Point labeling dataset excerpts »
++++

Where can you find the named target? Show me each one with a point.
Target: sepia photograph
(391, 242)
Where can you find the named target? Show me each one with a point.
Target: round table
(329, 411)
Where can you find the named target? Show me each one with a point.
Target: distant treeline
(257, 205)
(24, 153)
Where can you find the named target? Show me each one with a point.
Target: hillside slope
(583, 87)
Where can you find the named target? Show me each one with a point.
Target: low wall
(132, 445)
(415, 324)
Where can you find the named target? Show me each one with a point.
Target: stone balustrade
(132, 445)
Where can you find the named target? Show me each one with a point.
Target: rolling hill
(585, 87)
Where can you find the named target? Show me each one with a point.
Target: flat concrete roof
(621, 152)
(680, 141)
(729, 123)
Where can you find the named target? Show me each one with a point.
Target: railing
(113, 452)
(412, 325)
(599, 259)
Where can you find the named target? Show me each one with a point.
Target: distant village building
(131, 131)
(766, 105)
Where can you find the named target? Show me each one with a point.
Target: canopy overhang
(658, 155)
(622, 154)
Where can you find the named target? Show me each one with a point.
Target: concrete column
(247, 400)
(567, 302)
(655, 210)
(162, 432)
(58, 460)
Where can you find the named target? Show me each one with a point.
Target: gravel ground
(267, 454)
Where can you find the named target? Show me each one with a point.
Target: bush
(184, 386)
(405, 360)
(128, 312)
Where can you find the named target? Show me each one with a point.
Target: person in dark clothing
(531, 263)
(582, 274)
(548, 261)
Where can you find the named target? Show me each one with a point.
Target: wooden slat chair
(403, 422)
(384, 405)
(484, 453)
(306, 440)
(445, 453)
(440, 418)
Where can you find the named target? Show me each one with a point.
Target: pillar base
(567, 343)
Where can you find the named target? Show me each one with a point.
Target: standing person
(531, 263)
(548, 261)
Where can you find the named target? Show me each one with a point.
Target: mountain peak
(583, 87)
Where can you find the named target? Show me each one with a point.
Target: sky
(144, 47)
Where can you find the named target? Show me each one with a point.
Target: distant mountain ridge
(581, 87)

++++

WHAT YOU NEED TO DO » Copy out each record, keeping every word as it is.

REPLY TO THE EXERCISE »
Where can you find the named target? Show me each one with a point.
Target: sepia photograph
(391, 242)
Where can you find the named target? Show me each one with a point.
Target: round table
(329, 411)
Where can you find the named target? Show me each one with a point.
Target: distant treeline
(257, 205)
(24, 153)
Where can you find the named target? Show me each one with a point.
Target: hillside slope
(583, 87)
Where can you find the named target? Show me each one with a point.
Target: low wall
(132, 445)
(415, 324)
Where can you find the named target? Show me each one with a point.
Target: stone balustrade
(132, 445)
Where can you find the named target? Show me each one with a point.
Target: rolling hill
(585, 87)
Where can you find the named target? Show me each one with a point.
Target: flat concrete roof
(621, 152)
(680, 141)
(729, 123)
Where can you find the named target? Show me each one with a point.
Target: railing
(113, 452)
(412, 325)
(599, 259)
Where can you find the named target? Show me each one with a point.
Target: distant village building
(131, 131)
(766, 105)
Where can you find the named target? Show me each one with a point.
Target: canopy overhang
(658, 155)
(622, 154)
Where can you find the named target? Show me each one with a point.
Target: concrete column
(247, 400)
(567, 302)
(655, 210)
(162, 432)
(58, 460)
Where can you find the named target? Show me each one with a point.
Target: gravel ground
(267, 454)
Where can you find the named target? Show me each one with a point.
Target: bush
(184, 386)
(405, 360)
(128, 312)
Where can you find the named target? Show me each one with a point.
Target: person in dark clothing
(531, 263)
(582, 274)
(548, 261)
Where can you find the named target? Show me each one with a point.
Target: wooden slat chair
(403, 422)
(384, 405)
(484, 453)
(306, 440)
(445, 453)
(440, 418)
Where can you find the named target? Show me each one with a point.
Target: pillar base
(567, 343)
Where can you find the named target? Show me each one with a point.
Target: standing person
(531, 263)
(548, 261)
Where can you find the named target? Show me each one with a point.
Target: mountain peak
(583, 87)
Where can you find the named target? Show me each one with a point.
Target: sky
(144, 47)
Where can you find the named target? Show me each one with a point.
Target: distant mountain ridge
(581, 87)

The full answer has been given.